SET TASK —
State how many lines of the items below contain the word "shovel", and give only that number.

SUPPLIED RECORDS —
· · · ·

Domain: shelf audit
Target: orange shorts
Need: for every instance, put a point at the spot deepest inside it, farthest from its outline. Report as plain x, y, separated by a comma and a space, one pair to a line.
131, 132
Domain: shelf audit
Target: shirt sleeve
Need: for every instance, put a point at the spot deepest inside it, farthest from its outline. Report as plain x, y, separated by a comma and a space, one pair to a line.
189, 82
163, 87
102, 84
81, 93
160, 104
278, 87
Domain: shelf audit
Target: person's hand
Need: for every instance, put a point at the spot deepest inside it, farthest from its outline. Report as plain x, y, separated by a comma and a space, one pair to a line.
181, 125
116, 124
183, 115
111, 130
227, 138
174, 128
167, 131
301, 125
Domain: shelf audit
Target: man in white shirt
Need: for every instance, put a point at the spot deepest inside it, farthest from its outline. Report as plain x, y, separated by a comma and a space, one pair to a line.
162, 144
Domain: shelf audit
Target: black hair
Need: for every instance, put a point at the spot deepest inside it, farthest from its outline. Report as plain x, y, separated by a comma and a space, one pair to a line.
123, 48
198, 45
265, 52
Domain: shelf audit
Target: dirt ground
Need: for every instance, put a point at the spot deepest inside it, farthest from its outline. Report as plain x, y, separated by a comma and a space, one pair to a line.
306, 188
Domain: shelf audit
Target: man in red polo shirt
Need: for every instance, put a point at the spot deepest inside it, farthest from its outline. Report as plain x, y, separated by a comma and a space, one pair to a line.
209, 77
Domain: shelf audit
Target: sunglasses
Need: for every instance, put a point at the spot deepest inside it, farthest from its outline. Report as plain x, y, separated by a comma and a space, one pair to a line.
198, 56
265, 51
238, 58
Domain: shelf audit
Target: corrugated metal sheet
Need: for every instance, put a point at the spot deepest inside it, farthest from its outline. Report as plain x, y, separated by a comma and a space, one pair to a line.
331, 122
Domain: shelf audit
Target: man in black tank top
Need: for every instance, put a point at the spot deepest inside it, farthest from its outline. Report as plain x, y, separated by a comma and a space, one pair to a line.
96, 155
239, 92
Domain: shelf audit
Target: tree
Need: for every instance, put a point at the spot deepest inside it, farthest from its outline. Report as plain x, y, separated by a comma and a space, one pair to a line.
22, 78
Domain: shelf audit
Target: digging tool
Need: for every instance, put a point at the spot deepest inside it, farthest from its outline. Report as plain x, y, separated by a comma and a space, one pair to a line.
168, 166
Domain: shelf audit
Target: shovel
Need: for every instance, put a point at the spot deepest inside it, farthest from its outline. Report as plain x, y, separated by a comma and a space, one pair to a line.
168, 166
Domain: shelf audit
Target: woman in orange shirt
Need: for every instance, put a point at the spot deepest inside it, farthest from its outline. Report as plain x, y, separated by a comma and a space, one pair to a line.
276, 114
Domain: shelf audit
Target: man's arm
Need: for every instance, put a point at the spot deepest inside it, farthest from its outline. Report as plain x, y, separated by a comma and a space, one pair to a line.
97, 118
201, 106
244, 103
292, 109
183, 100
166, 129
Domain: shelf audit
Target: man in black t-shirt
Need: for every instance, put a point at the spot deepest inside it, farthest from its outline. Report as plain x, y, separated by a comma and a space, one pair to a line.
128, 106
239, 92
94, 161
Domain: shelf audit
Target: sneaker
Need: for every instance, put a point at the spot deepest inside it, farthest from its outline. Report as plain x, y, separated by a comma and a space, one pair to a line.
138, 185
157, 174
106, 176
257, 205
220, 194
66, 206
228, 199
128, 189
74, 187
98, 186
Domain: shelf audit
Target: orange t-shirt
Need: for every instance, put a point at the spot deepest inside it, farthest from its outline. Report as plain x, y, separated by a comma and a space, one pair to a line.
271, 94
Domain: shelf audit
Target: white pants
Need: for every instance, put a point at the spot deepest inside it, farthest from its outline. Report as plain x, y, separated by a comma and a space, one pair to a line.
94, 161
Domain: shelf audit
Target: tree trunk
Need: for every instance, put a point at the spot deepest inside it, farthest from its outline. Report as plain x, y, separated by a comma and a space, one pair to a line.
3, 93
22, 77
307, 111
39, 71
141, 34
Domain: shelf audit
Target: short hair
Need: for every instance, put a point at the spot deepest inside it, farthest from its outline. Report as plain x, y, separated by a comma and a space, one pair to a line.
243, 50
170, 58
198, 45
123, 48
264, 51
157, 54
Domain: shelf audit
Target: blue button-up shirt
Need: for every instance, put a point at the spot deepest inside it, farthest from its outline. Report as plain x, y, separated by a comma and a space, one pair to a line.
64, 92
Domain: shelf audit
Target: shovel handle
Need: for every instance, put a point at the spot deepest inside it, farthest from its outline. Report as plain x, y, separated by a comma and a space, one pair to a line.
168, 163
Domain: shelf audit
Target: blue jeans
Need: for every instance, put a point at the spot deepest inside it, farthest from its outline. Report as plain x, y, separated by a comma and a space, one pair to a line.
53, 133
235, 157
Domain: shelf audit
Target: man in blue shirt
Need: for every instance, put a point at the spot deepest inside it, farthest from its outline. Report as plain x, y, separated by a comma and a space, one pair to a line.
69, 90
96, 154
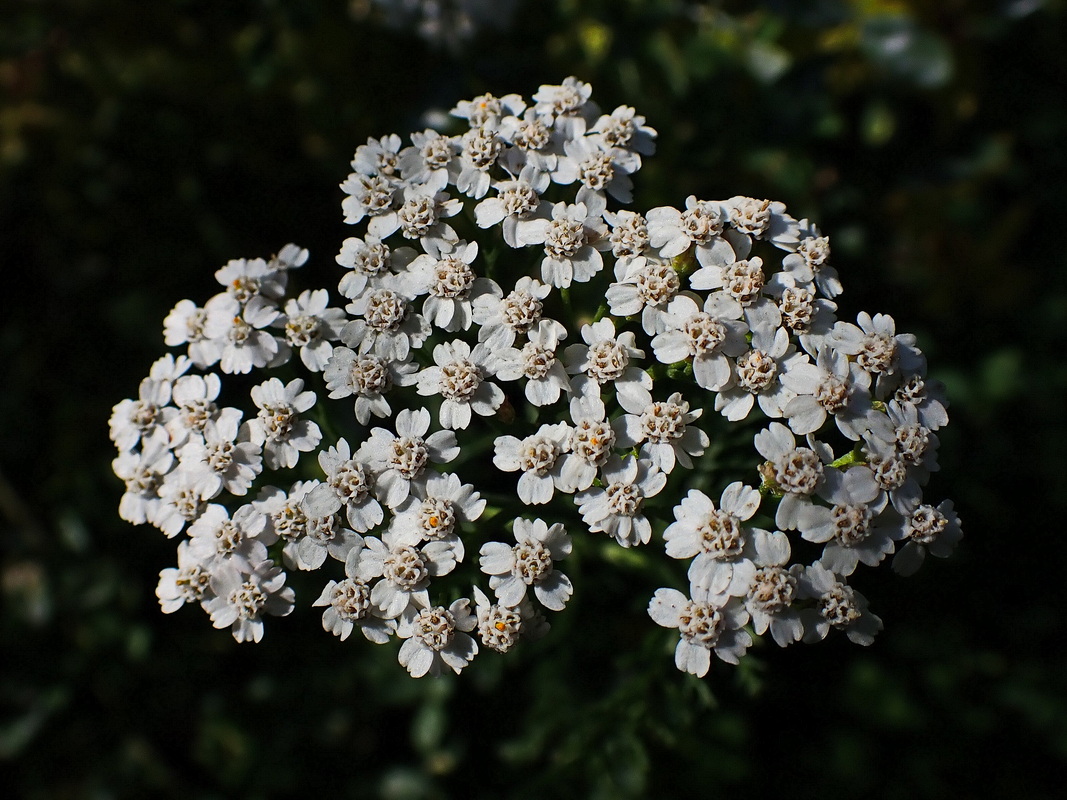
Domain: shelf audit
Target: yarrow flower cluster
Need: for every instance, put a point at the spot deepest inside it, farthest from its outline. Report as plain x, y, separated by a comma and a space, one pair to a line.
520, 370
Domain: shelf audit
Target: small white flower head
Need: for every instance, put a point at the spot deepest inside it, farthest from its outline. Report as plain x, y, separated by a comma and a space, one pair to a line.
714, 538
180, 501
810, 261
239, 333
368, 378
513, 208
758, 377
216, 537
427, 161
435, 637
645, 286
503, 319
242, 598
399, 461
837, 606
224, 460
488, 110
143, 474
458, 377
591, 442
630, 234
848, 527
831, 386
500, 626
348, 606
616, 509
537, 362
311, 326
185, 324
368, 260
765, 220
435, 510
245, 278
925, 528
700, 226
349, 484
703, 337
277, 429
605, 357
573, 240
189, 582
795, 472
445, 274
567, 107
624, 128
769, 587
529, 564
709, 623
664, 431
404, 569
539, 458
132, 420
878, 349
384, 322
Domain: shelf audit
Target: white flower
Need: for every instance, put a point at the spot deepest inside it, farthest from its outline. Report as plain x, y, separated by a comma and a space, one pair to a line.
311, 325
758, 377
459, 377
367, 377
590, 446
384, 322
925, 528
242, 598
185, 323
399, 461
349, 483
143, 474
700, 226
404, 568
769, 588
703, 337
707, 623
616, 509
605, 358
714, 538
645, 286
537, 362
438, 636
224, 460
435, 509
277, 429
539, 459
764, 220
664, 432
500, 626
572, 240
216, 537
348, 606
445, 273
239, 333
247, 278
830, 386
503, 319
529, 564
189, 582
838, 606
848, 528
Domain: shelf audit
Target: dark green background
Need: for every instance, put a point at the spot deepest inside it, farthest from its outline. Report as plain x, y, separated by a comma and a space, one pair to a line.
142, 145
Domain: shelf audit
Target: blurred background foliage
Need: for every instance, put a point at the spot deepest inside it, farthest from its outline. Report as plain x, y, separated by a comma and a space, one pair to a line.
143, 145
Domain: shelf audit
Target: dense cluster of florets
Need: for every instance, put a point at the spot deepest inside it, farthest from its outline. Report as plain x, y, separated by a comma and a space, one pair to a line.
502, 325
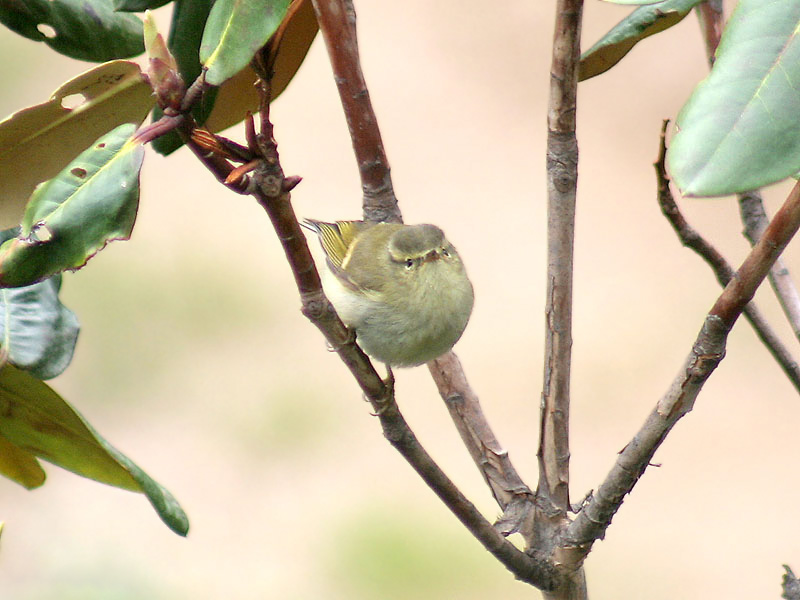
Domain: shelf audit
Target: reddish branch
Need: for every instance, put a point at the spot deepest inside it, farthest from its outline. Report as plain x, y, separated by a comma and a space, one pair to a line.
337, 23
707, 351
562, 181
751, 205
690, 238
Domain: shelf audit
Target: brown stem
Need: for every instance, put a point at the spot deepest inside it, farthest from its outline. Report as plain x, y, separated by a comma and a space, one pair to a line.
337, 22
751, 205
755, 220
690, 238
710, 15
562, 179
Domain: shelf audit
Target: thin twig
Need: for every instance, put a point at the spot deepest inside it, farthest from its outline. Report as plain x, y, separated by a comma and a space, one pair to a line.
706, 353
562, 181
514, 497
790, 585
337, 23
755, 220
710, 15
690, 238
751, 205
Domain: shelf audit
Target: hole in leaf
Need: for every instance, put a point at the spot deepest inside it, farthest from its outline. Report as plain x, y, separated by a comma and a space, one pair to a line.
41, 233
47, 31
73, 101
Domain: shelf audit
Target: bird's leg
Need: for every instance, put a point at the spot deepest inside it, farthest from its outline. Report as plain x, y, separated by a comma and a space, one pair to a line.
388, 397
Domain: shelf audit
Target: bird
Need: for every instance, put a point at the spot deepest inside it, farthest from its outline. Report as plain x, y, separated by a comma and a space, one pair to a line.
401, 288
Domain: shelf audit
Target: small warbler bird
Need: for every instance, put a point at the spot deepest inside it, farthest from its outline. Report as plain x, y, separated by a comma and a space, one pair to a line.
401, 288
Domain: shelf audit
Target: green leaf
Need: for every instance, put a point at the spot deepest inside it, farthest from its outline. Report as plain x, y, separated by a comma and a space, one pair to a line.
38, 332
235, 31
740, 130
186, 31
137, 5
71, 217
83, 29
632, 2
38, 142
641, 23
238, 96
37, 420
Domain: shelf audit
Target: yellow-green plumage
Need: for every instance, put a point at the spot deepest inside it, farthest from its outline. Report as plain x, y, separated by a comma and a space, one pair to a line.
402, 288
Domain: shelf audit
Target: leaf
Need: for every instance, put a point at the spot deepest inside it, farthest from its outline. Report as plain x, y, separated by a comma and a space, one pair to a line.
186, 31
235, 31
739, 129
641, 23
18, 465
137, 5
38, 332
37, 420
238, 95
632, 2
38, 141
74, 215
83, 29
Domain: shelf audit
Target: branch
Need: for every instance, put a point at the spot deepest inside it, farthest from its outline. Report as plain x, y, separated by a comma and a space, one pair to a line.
710, 15
337, 22
690, 238
754, 217
562, 180
514, 497
706, 353
751, 206
790, 585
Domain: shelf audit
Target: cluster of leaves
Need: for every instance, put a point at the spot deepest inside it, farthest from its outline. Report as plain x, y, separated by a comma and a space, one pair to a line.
739, 129
69, 184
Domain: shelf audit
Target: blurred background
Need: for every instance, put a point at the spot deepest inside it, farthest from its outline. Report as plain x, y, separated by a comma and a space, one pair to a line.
194, 358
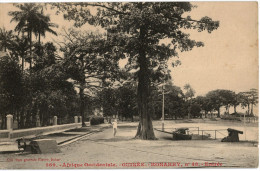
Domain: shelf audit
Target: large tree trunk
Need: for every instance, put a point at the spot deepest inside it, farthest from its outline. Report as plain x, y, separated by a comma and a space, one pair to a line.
145, 128
252, 109
82, 105
248, 108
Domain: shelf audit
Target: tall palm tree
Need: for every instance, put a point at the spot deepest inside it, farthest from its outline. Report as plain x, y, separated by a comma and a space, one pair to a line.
31, 19
5, 38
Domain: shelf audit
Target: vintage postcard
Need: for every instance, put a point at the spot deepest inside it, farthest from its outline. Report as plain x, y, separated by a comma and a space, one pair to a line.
129, 85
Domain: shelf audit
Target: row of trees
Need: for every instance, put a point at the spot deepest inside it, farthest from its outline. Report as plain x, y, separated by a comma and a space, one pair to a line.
216, 99
40, 90
134, 31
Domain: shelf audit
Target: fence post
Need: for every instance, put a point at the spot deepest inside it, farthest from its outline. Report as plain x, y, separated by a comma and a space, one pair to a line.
75, 119
80, 119
55, 118
9, 122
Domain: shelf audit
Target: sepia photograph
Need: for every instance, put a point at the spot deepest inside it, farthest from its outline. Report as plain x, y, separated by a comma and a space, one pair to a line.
129, 85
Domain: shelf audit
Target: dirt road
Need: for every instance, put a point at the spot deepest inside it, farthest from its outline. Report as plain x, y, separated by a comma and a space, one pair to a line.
102, 150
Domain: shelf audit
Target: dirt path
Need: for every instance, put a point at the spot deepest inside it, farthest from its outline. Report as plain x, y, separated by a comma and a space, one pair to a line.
102, 150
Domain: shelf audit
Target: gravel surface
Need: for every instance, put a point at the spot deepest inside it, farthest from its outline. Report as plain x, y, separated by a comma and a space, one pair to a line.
102, 150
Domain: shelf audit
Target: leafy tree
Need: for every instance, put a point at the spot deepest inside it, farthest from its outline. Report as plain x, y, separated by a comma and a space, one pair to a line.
127, 100
205, 103
88, 64
253, 98
249, 97
189, 94
195, 110
228, 98
174, 101
5, 37
136, 29
11, 87
44, 25
215, 100
31, 19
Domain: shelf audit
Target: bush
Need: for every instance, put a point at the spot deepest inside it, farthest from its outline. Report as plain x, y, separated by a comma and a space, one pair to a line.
95, 120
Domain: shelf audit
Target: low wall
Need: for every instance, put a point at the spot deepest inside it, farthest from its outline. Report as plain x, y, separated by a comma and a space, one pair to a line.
4, 134
37, 131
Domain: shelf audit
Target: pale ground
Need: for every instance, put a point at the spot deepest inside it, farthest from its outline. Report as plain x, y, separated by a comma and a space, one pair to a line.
103, 148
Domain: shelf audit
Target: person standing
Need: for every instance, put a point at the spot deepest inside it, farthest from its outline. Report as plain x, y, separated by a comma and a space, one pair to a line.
114, 127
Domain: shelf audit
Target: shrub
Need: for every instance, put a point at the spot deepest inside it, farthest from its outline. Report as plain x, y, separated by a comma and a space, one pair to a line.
95, 120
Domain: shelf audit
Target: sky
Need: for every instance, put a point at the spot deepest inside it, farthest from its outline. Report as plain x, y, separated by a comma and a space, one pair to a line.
229, 59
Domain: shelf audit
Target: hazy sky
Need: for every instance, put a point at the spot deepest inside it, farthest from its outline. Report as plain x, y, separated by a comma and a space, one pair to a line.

· · · ·

TASK ANSWER —
2